→ **WHAT IS BEING ASKED**
How many of the lines below contain the string "overcast"? Matching is case-sensitive; reply with the number alone.

Records from a collection:
********
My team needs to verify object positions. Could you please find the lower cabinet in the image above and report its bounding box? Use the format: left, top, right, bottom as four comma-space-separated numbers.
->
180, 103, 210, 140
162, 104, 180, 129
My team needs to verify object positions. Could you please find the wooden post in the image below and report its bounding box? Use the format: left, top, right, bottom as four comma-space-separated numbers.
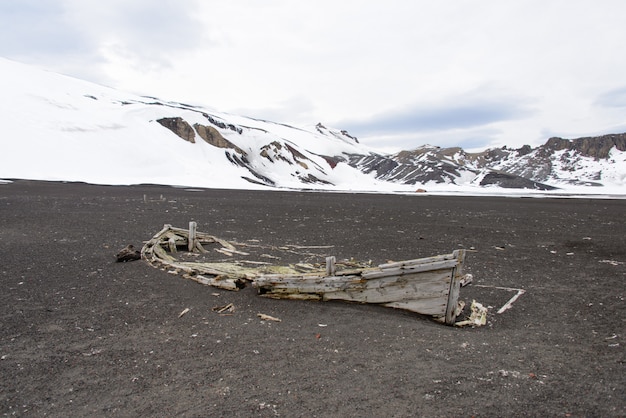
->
445, 249, 465, 325
326, 255, 336, 276
187, 221, 198, 251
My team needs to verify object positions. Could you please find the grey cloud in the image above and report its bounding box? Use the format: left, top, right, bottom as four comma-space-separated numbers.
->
595, 86, 626, 107
0, 0, 89, 57
341, 99, 532, 135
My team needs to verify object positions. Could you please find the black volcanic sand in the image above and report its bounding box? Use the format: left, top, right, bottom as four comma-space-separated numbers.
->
0, 181, 626, 417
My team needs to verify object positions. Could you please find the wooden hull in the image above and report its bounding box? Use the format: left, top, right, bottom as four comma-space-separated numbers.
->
254, 250, 465, 324
141, 222, 465, 324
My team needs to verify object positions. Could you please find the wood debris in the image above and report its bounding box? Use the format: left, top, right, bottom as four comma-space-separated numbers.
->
141, 222, 471, 325
256, 313, 281, 322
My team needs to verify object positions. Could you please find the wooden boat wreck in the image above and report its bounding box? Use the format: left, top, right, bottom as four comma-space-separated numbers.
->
141, 222, 465, 324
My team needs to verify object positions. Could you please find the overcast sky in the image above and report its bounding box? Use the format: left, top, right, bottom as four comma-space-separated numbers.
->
0, 0, 626, 151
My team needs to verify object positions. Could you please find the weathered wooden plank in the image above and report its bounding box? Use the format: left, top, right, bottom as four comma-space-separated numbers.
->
378, 254, 456, 269
187, 221, 198, 252
445, 250, 465, 325
383, 298, 447, 317
326, 255, 336, 276
142, 221, 465, 324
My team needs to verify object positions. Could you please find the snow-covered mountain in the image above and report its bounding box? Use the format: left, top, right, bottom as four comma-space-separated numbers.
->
0, 58, 626, 194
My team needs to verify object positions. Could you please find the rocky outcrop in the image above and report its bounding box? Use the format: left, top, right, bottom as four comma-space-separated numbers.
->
157, 117, 196, 143
193, 123, 245, 154
543, 134, 626, 159
480, 171, 557, 190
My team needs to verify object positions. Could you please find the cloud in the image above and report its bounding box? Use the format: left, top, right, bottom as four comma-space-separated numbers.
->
594, 86, 626, 107
0, 0, 89, 58
339, 93, 533, 135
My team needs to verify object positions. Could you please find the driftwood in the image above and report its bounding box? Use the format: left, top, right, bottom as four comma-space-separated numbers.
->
141, 222, 465, 324
115, 244, 141, 263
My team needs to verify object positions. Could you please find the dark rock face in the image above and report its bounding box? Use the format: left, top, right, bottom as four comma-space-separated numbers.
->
193, 123, 245, 154
157, 117, 196, 143
480, 171, 557, 190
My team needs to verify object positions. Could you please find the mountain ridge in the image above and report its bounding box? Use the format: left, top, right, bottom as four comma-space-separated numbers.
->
0, 59, 626, 193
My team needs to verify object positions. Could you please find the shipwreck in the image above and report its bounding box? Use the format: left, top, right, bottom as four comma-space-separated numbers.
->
141, 222, 465, 325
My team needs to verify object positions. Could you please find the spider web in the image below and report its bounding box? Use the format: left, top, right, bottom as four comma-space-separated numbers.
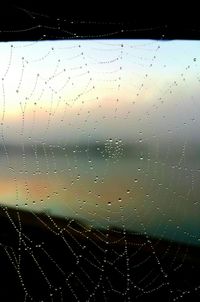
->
0, 7, 200, 301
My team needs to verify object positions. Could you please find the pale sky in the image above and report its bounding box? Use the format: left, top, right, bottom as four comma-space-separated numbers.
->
0, 40, 200, 143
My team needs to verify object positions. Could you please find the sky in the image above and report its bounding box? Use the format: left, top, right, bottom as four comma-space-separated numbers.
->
0, 40, 200, 143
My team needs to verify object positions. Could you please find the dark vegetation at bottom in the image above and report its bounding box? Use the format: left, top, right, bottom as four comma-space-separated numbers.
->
0, 208, 200, 301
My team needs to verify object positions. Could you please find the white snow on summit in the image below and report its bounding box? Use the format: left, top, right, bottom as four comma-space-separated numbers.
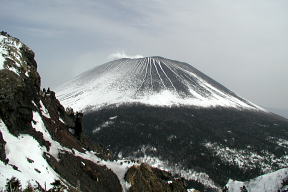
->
56, 57, 264, 110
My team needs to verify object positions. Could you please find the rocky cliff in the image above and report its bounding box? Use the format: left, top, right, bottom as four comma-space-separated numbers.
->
0, 32, 190, 192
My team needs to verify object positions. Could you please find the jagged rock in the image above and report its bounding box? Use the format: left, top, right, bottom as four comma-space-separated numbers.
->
47, 153, 122, 192
125, 164, 186, 192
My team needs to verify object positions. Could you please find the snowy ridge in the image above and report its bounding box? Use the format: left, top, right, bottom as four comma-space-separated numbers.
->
204, 141, 288, 173
0, 112, 135, 191
56, 57, 264, 110
131, 155, 219, 190
226, 168, 288, 192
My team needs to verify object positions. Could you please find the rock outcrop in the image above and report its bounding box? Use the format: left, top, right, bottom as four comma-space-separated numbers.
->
0, 32, 198, 192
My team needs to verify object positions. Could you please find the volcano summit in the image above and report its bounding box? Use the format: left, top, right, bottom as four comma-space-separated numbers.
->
57, 57, 288, 191
58, 57, 262, 110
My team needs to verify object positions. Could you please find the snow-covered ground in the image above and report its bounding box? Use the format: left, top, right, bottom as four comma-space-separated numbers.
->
0, 109, 135, 191
203, 141, 288, 173
56, 57, 264, 111
226, 168, 288, 192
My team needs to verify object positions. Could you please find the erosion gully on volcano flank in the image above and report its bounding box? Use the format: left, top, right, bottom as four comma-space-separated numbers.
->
57, 57, 261, 110
57, 57, 288, 191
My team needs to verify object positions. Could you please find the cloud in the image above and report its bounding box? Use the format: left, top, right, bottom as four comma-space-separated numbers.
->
108, 51, 144, 60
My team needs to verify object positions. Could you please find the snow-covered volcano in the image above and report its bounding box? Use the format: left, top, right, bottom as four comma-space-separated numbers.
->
57, 57, 262, 110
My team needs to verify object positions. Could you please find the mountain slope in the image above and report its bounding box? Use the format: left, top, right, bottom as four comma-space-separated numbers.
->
57, 57, 262, 110
0, 32, 194, 192
57, 53, 288, 190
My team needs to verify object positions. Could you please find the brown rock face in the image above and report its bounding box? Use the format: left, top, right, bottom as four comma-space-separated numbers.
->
125, 164, 186, 192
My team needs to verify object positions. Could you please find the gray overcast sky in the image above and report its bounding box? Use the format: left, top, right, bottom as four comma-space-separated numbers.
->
0, 0, 288, 115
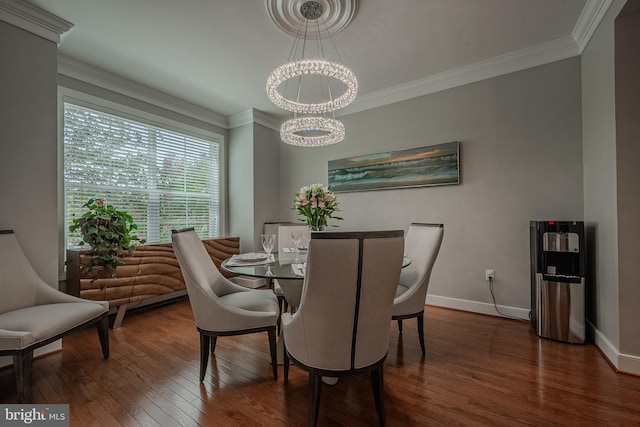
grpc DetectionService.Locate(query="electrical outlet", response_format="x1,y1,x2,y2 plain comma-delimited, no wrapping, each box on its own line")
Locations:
484,269,496,281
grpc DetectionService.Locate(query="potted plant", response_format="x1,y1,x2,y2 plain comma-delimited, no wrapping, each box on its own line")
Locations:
69,199,146,277
291,183,342,231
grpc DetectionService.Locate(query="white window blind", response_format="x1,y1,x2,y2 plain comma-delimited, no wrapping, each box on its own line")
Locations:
64,103,220,247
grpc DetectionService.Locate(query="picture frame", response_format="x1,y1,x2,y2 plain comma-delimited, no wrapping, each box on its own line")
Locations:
328,141,460,192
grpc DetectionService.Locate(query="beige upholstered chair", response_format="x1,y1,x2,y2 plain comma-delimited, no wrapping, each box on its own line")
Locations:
0,230,109,403
393,223,444,354
171,228,280,382
282,230,404,426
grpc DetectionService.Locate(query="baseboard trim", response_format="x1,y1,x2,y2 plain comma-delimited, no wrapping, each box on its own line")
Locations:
0,340,62,368
427,295,640,376
427,295,529,320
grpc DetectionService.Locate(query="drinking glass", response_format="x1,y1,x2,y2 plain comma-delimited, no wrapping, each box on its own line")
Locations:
260,234,276,258
291,230,302,254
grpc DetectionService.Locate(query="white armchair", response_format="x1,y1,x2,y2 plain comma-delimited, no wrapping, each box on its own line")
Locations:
282,230,404,426
0,230,109,403
393,223,444,354
171,228,280,382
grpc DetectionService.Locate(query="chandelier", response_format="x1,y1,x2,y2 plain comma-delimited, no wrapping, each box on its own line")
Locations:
266,1,358,147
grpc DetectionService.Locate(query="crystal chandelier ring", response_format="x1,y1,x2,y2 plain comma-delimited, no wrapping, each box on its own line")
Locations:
267,59,358,114
280,117,345,147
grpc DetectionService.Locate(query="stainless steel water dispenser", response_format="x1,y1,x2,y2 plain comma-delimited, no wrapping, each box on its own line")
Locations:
530,221,586,344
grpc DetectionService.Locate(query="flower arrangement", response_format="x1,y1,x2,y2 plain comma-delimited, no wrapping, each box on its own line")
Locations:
291,183,342,231
69,199,146,275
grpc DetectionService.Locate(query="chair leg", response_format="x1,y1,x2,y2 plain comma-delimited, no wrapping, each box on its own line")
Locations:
13,350,33,403
96,316,109,360
267,328,278,380
417,312,425,354
200,332,210,382
309,373,322,427
277,296,286,336
282,343,289,383
371,365,385,426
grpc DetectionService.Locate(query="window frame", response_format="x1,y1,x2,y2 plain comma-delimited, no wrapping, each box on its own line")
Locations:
58,86,228,272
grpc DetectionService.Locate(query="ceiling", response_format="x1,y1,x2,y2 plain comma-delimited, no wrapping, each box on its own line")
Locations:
18,0,610,126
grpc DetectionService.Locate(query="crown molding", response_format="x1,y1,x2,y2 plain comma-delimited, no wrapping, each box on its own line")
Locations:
336,37,580,116
0,0,73,44
571,0,613,53
58,55,229,129
229,108,282,131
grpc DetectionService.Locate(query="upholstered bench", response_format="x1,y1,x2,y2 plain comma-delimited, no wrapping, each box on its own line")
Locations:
66,237,240,328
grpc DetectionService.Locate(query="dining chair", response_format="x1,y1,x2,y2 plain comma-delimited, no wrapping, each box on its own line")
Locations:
392,223,444,354
171,228,280,382
282,230,404,426
0,230,109,403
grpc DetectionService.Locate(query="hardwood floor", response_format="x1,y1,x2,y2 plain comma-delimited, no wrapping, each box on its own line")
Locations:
0,300,640,427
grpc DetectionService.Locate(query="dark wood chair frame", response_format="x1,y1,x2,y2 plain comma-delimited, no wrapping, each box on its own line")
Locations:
0,312,109,403
283,231,404,426
197,326,280,382
391,310,426,354
391,222,444,354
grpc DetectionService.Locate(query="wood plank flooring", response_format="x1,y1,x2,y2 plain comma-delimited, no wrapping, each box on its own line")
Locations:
0,300,640,427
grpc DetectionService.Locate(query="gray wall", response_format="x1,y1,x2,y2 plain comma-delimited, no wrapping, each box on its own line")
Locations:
280,58,583,317
229,123,280,252
0,21,58,288
581,0,624,362
615,0,640,362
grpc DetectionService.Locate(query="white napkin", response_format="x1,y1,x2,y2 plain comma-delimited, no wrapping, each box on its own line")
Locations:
282,246,307,253
291,264,307,277
226,252,275,266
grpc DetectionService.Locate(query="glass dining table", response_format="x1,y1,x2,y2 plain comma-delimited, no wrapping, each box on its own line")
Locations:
221,248,411,310
220,248,411,385
221,250,411,280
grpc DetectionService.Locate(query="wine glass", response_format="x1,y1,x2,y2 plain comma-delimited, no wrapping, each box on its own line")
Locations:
260,234,276,258
291,230,302,254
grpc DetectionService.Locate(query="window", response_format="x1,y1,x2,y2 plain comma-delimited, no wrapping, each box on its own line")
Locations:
64,102,220,247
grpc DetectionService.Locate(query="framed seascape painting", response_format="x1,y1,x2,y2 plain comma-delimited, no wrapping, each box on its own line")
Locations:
329,141,460,192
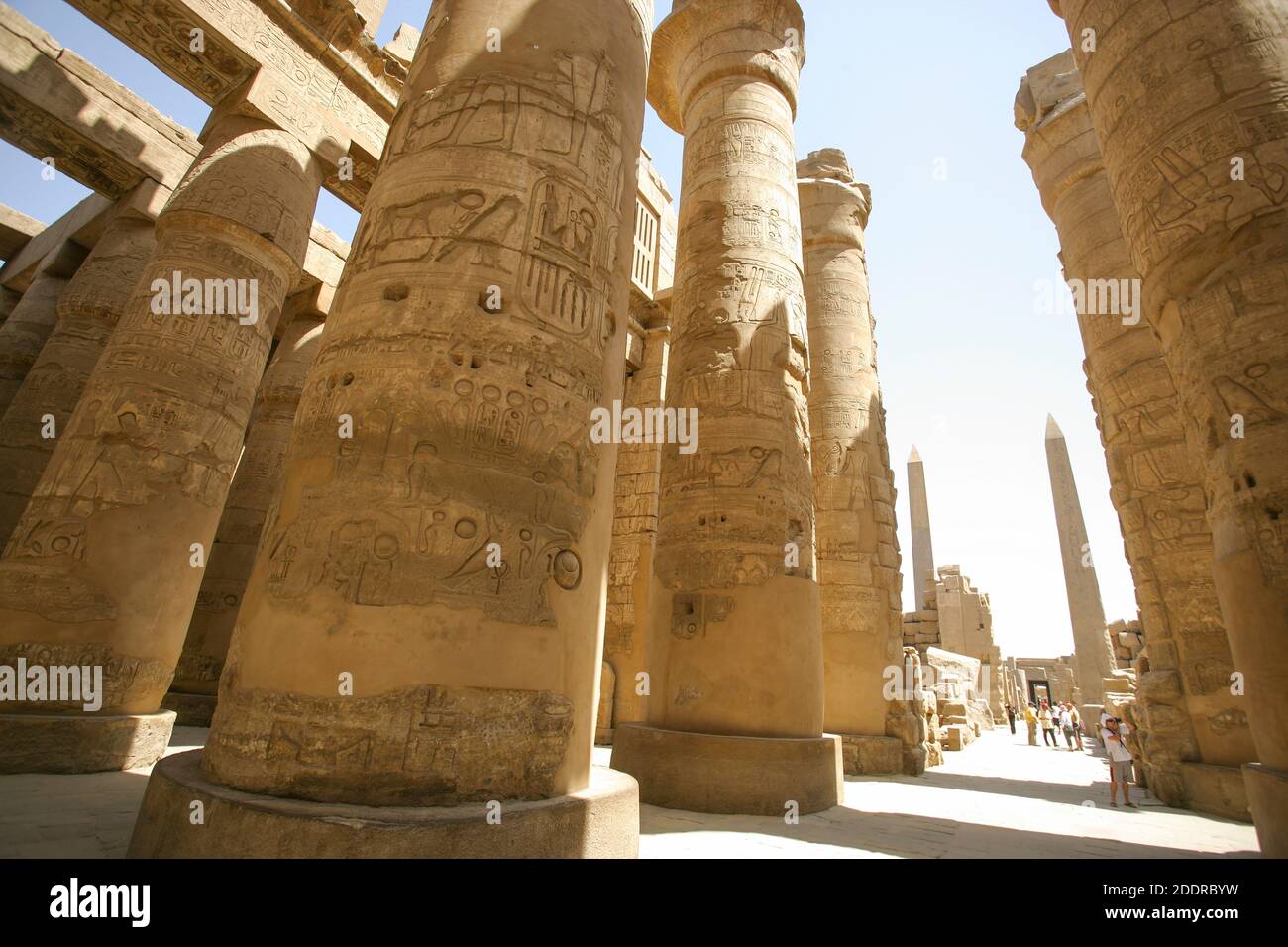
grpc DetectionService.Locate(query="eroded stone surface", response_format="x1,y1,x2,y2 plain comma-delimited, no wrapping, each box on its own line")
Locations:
1057,0,1288,856
203,0,652,804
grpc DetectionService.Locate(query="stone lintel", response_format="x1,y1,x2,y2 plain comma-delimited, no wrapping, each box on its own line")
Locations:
0,204,46,261
0,7,200,198
68,0,406,209
0,194,113,292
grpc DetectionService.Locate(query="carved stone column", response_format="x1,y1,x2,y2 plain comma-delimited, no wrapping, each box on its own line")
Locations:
1044,415,1116,705
613,0,841,815
0,115,322,772
0,241,85,416
796,149,907,773
1052,0,1288,857
0,207,156,549
1015,52,1256,819
604,304,671,725
164,300,323,727
130,0,652,856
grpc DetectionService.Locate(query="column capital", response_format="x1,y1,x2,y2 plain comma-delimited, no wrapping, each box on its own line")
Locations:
796,149,872,241
648,0,805,133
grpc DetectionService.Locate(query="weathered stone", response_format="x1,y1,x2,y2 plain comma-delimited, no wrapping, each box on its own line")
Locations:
796,149,903,772
166,303,325,727
1046,415,1116,703
133,0,652,854
0,115,321,773
1053,0,1288,857
613,0,840,813
0,209,156,548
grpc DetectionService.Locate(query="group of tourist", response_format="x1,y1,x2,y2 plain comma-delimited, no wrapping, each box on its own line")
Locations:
1006,699,1082,750
1006,699,1137,809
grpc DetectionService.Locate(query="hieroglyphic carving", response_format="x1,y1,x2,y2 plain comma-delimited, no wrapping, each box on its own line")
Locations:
207,0,647,804
1017,53,1254,804
206,684,572,805
796,149,901,755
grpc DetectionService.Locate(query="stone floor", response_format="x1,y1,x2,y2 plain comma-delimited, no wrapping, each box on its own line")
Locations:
0,727,1257,858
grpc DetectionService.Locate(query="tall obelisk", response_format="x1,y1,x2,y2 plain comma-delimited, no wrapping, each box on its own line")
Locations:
********
→ **WORKED SOLUTION**
2